### RECORDS FOR THIS EXERCISE ###

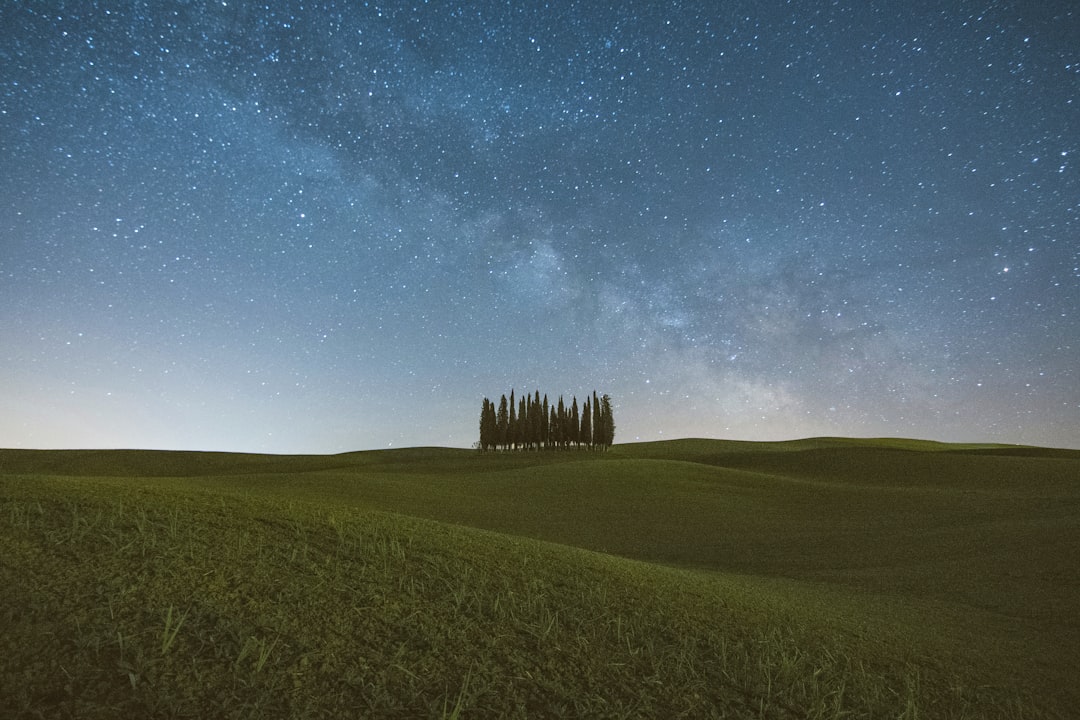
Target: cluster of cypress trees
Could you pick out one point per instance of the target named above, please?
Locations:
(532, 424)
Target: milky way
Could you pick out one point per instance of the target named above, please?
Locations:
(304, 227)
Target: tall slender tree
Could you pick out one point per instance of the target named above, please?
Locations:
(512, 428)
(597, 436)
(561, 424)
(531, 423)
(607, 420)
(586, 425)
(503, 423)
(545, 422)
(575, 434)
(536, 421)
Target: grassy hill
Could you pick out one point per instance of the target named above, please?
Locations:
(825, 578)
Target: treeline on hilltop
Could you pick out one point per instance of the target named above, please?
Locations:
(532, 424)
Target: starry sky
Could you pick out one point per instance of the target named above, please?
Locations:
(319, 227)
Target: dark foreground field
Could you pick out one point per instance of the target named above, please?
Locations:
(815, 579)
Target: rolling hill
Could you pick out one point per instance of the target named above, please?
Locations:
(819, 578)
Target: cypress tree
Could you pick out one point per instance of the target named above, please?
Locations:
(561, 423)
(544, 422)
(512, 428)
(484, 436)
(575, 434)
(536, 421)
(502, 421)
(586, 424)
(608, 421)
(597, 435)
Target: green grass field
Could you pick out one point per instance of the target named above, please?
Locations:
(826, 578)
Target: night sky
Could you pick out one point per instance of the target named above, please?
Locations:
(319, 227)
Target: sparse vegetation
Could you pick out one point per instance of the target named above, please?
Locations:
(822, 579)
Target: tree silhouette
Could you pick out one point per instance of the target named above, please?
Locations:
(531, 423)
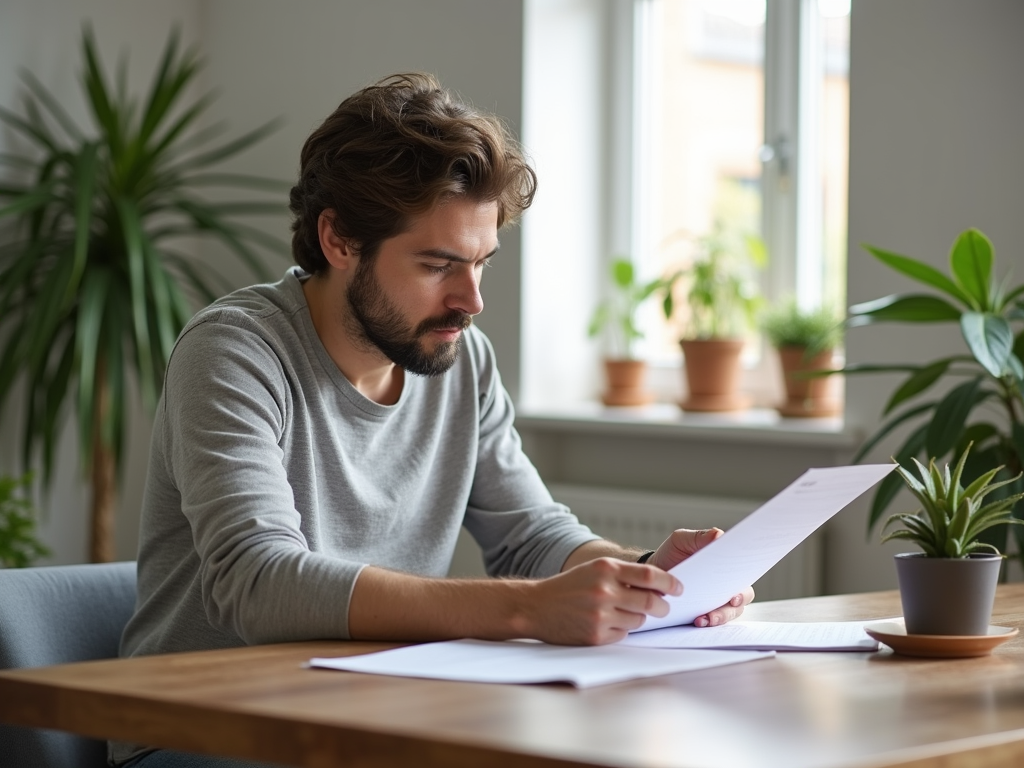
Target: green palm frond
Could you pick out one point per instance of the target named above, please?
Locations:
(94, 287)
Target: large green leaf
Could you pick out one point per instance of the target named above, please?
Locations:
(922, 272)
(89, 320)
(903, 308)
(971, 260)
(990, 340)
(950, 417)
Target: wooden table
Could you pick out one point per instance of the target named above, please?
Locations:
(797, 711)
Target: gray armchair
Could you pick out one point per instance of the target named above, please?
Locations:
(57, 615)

###

■ PROBLEM ■
Your task is to output exactly the lines from the line containing "Target: night sky" through the last line, inclusive, leaving every picture out.

■ FULL SOLUTION ■
Target: night sky
Could you pick out one point per instance of the target named above, please?
Locations:
(319, 227)
Target: sparse vegetation
Could you pick out one point per instance of the target named above, please?
Locations:
(822, 579)
Target: tree silhouette
Could you pick out one point per instance of the target named above, please?
Locations:
(531, 423)
Target: green palm frond
Could you pick out one point per instance of the target named above, please?
Locations:
(94, 287)
Target: large green leaf
Could you pick out one point per instance of the target named above, please?
Locations:
(922, 272)
(89, 320)
(903, 308)
(971, 260)
(990, 340)
(950, 417)
Target: wooden table
Could you pick out one point per instance of the target named above, please?
Locations:
(797, 711)
Target: gray armchair
Could you pick out one point per instance of the target named above, please?
Locations:
(57, 615)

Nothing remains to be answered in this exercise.